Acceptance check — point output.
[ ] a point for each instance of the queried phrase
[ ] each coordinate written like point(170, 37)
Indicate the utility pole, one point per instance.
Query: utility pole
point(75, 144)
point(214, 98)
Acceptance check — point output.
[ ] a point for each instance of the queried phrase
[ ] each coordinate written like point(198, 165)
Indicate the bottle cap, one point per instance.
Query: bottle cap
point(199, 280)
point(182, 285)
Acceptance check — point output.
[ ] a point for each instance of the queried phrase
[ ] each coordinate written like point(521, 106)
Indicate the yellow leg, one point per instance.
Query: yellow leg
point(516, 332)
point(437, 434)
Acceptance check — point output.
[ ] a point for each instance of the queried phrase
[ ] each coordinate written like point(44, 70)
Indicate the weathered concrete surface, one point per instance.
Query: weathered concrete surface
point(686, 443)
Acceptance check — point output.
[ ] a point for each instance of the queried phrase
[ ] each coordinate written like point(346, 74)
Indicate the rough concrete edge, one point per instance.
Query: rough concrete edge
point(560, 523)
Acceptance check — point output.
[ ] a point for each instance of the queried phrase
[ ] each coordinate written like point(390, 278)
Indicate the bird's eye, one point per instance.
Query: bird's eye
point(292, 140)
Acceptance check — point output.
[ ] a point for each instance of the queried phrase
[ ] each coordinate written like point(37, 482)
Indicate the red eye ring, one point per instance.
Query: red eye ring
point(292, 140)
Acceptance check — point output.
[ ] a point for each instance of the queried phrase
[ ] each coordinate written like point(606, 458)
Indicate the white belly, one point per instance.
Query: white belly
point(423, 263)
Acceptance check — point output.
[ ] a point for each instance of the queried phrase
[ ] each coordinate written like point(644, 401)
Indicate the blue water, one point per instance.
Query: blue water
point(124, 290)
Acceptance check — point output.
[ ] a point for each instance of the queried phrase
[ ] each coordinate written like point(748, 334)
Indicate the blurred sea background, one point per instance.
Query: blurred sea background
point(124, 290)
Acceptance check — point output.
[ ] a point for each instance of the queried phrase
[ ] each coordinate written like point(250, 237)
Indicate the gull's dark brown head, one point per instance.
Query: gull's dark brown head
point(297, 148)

● ● ● ● ● ● ●

## THE PROBLEM
How many lines in the data above contain the string "blurred"? Reply with the number alone.

## EXERCISE OUTPUT
2